What you will do:
Give back exactly the lines that run from the line containing "Task: set a point on the bridge parapet, one" through the end of the listing below. Leave out every other line.

-- Begin Task material --

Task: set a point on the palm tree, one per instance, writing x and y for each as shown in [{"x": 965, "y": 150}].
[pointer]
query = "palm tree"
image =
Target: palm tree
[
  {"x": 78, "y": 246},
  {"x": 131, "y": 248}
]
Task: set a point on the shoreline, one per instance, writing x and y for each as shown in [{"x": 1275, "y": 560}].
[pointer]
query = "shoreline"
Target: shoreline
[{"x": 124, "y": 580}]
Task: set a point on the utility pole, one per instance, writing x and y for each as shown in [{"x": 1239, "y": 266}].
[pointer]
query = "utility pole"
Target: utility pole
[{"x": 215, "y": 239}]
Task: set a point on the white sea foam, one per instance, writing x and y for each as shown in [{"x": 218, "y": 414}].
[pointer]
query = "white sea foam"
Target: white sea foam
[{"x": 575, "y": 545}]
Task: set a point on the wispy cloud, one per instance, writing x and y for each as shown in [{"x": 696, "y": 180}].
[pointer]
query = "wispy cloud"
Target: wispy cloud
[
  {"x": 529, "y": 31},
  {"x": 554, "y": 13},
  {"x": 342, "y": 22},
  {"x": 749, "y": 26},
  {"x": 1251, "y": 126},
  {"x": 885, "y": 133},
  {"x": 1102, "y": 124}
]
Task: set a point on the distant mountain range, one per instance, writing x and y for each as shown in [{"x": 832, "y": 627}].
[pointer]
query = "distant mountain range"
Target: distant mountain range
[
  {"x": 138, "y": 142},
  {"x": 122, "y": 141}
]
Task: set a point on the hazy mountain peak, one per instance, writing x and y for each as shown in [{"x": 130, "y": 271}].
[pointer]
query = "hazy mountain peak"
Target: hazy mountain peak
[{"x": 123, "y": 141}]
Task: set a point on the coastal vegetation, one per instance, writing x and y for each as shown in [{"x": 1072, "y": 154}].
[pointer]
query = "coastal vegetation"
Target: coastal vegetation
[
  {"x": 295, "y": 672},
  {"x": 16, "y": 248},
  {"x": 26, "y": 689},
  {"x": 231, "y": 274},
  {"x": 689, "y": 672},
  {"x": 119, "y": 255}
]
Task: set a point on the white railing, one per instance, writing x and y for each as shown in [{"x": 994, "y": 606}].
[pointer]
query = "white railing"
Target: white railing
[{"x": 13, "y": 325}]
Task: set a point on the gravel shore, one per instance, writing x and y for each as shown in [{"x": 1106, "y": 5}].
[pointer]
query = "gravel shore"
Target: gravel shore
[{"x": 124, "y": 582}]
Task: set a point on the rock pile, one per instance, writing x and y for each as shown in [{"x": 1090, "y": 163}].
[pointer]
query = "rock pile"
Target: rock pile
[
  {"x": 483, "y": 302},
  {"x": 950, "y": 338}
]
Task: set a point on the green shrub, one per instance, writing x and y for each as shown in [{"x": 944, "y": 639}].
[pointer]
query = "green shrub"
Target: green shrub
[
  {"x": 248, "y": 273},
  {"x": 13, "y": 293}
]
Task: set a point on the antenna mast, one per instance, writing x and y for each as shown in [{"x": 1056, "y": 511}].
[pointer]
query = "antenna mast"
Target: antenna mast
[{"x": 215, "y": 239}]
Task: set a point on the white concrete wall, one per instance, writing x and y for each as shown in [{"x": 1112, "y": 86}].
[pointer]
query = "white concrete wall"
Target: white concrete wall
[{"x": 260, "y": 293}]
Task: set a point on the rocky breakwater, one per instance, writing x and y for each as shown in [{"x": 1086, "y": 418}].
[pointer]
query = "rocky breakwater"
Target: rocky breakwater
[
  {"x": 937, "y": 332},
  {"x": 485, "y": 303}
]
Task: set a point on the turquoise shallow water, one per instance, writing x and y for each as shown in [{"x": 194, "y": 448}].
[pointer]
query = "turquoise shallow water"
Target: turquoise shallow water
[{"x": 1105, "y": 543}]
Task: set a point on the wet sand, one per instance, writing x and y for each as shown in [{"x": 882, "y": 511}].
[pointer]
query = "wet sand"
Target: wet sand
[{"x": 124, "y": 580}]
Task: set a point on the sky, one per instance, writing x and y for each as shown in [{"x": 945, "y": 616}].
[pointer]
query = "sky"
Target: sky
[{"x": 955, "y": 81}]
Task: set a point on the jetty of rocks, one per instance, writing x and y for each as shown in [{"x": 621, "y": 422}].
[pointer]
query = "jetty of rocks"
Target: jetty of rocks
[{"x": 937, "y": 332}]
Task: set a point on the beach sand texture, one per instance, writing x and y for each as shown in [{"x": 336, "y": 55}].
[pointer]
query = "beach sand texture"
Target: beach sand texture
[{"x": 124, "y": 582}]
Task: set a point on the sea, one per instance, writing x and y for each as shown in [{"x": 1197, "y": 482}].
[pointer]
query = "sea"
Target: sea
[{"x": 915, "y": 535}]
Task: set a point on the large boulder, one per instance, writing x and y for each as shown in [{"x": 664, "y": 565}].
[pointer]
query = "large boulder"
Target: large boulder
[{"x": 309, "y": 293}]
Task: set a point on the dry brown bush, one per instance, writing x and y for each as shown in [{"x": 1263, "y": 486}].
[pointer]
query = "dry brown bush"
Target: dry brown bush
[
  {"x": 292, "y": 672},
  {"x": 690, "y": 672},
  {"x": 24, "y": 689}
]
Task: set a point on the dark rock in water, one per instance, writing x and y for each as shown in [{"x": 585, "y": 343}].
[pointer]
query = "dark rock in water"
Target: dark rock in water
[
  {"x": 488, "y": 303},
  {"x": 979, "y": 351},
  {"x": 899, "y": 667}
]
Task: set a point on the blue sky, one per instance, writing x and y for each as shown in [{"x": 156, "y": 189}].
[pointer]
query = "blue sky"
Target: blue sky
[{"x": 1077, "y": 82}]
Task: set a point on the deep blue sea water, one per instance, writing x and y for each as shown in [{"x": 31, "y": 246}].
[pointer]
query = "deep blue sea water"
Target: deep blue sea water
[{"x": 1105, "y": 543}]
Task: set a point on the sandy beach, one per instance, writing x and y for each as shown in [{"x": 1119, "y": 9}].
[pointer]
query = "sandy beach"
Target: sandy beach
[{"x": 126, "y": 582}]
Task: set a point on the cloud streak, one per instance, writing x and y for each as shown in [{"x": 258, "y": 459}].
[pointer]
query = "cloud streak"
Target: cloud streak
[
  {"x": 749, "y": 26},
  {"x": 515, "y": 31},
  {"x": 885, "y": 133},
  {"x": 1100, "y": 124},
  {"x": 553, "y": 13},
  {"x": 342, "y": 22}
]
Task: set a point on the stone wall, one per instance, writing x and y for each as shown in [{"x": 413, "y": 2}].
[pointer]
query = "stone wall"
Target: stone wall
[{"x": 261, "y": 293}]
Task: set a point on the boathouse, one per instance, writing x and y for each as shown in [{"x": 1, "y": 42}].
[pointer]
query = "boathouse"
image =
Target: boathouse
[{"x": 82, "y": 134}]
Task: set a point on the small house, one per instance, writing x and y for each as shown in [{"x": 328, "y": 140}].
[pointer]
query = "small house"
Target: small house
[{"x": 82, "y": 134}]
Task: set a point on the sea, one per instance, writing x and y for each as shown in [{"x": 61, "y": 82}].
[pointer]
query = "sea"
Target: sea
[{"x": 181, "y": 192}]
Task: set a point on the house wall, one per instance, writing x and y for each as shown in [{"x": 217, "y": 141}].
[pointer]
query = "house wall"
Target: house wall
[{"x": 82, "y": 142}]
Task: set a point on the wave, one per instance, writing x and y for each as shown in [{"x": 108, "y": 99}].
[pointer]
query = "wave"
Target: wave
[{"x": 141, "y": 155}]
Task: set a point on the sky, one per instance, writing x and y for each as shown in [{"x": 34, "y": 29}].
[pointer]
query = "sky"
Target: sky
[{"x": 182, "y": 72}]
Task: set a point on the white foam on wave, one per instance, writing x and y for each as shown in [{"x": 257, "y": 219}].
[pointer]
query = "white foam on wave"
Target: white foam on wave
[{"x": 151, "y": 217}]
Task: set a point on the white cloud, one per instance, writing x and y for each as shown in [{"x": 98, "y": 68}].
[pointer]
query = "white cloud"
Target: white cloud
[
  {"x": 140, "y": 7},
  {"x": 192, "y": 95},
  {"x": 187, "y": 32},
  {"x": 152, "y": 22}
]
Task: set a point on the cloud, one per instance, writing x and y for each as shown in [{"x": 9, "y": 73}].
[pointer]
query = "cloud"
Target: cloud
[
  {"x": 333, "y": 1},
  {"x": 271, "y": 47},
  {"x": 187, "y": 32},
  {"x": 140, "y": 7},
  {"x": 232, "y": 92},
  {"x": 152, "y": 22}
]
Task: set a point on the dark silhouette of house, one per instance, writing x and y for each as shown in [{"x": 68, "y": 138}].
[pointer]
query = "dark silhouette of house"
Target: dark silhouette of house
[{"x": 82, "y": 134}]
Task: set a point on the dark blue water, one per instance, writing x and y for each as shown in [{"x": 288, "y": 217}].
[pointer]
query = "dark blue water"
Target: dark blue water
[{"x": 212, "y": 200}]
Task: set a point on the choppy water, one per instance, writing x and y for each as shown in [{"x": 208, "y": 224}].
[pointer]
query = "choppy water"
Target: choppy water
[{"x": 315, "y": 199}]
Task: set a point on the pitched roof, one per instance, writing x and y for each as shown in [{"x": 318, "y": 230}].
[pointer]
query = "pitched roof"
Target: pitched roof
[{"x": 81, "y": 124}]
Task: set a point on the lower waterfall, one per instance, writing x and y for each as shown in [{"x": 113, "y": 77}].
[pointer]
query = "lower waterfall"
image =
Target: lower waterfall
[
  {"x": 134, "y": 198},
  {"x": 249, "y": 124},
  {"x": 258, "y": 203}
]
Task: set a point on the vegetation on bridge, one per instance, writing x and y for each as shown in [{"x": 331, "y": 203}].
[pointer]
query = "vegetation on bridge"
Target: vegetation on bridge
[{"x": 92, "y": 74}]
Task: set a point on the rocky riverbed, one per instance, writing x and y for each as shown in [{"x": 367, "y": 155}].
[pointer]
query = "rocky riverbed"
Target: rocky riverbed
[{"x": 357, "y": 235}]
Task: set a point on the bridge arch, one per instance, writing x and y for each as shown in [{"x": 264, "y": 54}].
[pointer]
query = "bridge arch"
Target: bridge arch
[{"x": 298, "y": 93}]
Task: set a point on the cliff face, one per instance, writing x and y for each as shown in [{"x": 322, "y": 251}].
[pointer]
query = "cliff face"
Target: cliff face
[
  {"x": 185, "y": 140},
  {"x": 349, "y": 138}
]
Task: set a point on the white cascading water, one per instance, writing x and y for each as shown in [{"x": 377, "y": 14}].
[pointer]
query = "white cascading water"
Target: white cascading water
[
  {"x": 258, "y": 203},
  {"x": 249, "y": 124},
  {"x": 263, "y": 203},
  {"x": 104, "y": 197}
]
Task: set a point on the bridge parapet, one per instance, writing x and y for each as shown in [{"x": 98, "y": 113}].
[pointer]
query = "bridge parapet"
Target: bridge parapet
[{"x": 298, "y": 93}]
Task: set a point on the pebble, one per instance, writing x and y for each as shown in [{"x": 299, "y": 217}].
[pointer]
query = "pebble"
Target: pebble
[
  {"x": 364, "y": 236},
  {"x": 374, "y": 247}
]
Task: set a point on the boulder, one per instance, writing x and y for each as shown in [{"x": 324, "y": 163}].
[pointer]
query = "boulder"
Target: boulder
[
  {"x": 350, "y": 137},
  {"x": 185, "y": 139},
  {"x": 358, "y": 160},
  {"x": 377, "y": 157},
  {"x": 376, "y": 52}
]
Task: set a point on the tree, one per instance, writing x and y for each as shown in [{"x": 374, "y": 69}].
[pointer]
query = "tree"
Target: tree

-- End Task material --

The result:
Task: set a point on the bridge parapet, one per instance, writing x and y for each as shown in [{"x": 98, "y": 113}].
[pointer]
query = "bridge parapet"
Target: bridge parapet
[{"x": 298, "y": 93}]
Task: set a point on the pebble, one per instance, writing x and y for each as shown in [{"x": 299, "y": 217}].
[pointer]
query = "pebble"
Target: pebble
[
  {"x": 364, "y": 236},
  {"x": 374, "y": 247}
]
Task: set a point on the boulder, one per instance, writing x and y for each as shown in [{"x": 324, "y": 163}].
[pointer]
query = "boulder"
Target: boulder
[
  {"x": 350, "y": 137},
  {"x": 185, "y": 139},
  {"x": 358, "y": 160},
  {"x": 377, "y": 157},
  {"x": 376, "y": 52}
]
Task: set a point on the tree, one per instance, writing x and y for each as shown in [{"x": 374, "y": 69}].
[pointer]
query = "tree"
Target: tree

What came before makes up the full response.